- [Verilen Metin]:
◇ ◇ ◇
Üzerimi değiştirdim oturuyordum. Mesaj geldi. Baktım Murat. "İyi akşamlar rahatsız etmedim umarım." yazmış. "Estağfirullah size de iyi akşamlar." dedim. Sonra bir mesaj daha geldi. "Hep yarışma programları mı izlersin? Güzel dizilerde var. Onlara bakmıyor musun?" yazmış. Bu ne demek böyle diye mesajı düşünürken dank eti. Televizyon açıktı ve bir yarışma programı vardı. İnanılmaz korktum. Belki güleceksiniz bana ama telefonumu kapattım tamamen. Sanki beni telefonun kamerasından görüyormuş gibi düşündüm bir an. Saçmaladığımı anlamam uzun sürmedi. Ancak çok korkmuştum tabi. Düşünsenize size biri o an ne yaptığını anlatan bir mesaj atıyor. Yerimde olsanız ne yapardınız. Yazmaya karar verdim. Bende "Ne diyorsun sen, ne izlediğimi nerden biliyorsun?" dedim. Bir mesaj daha geldi. Çay kaynamış gülücük. Ben ocağa çay koymuştum demlenmesini bekliyordum bir taraftan.

Tabi iyice korktum ben.

Hemen ablayı aradım anlattım. Abla böyle böyle bu çocuk bana mesaj atıyor dedim. Abla da "Çocuğun 6 hisleri kuvvetli sende gördün zaten. Rahatsız oluyorsan söyle bir daha yazmaz." dedi. "Ben tam rahatsız oluyorum yazma lütfen." yazacaktım. Daha yazmam bitmeden hop bir mesaj daha. "Neden rahatsız oldun ki benden sana zarar gelmez. Aksine istersen seni korurum bile." dedi. Sonra da aradı. Korksam da açtım. "Ne demek oluyor tüm bunlar. Beni rahatsız ediyorsun, korkutuyorsun." dedim. Korkma benden. Seninle çok iyi anlaşacağımızı düşünüyorum. "Bir şans ver bu arkadaşlığa." dedi. "İstemiyorum." dedim kapattım. Ama böyle bitmedi tabi. Numarasını engellesem de farklı numaralardan bana mesaj atmaya devam etti. Hep o an ne yaptığımı söylüyordu. Bana hep gözünün üstümde olduğunu hissettiriyordu. Bir süre sonra bunaldım bu durumdan numaramı da değiştirdim.
◇ ◇ ◇
- [Veri Kesiti]:

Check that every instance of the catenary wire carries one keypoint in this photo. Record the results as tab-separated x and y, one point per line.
◇ ◇ ◇
- [Verilen Görev A]: Verilen metne göre anlatıcı, Murat'ın izlediği programla ilgili mesajını düşünürken televizyonda ne tür bir program vardı?
- [Verilen Görev B]:
Aşağıdaki ifadelerin her biri verilen metinle uyuşuyor mu? Her biri için evet ya da hayır deyin ve kararı belirleyen sözleri metinden aynen alıntılayın.
(i) Anlatıcı, Murat'ın numarasını engelledikten sonra ondan hiç mesaj almadı.
(ii) Murat aradığında anlatıcı korkmasına rağmen telefonu açtı.
(iii) Anlatıcı sonunda kendi numarasını değiştirdi.

- [Doğru Yanıt A]: Televizyonda bir yarışma programı vardı.

- [Doğru Yanıt B]:
(i) Hayır: "Numarasını engellesem de farklı numaralardan bana mesaj atmaya devam etti."
(ii) Evet: "Korksam da açtım."
(iii) Evet: "Bir süre sonra bunaldım bu durumdan numaramı da değiştirdim."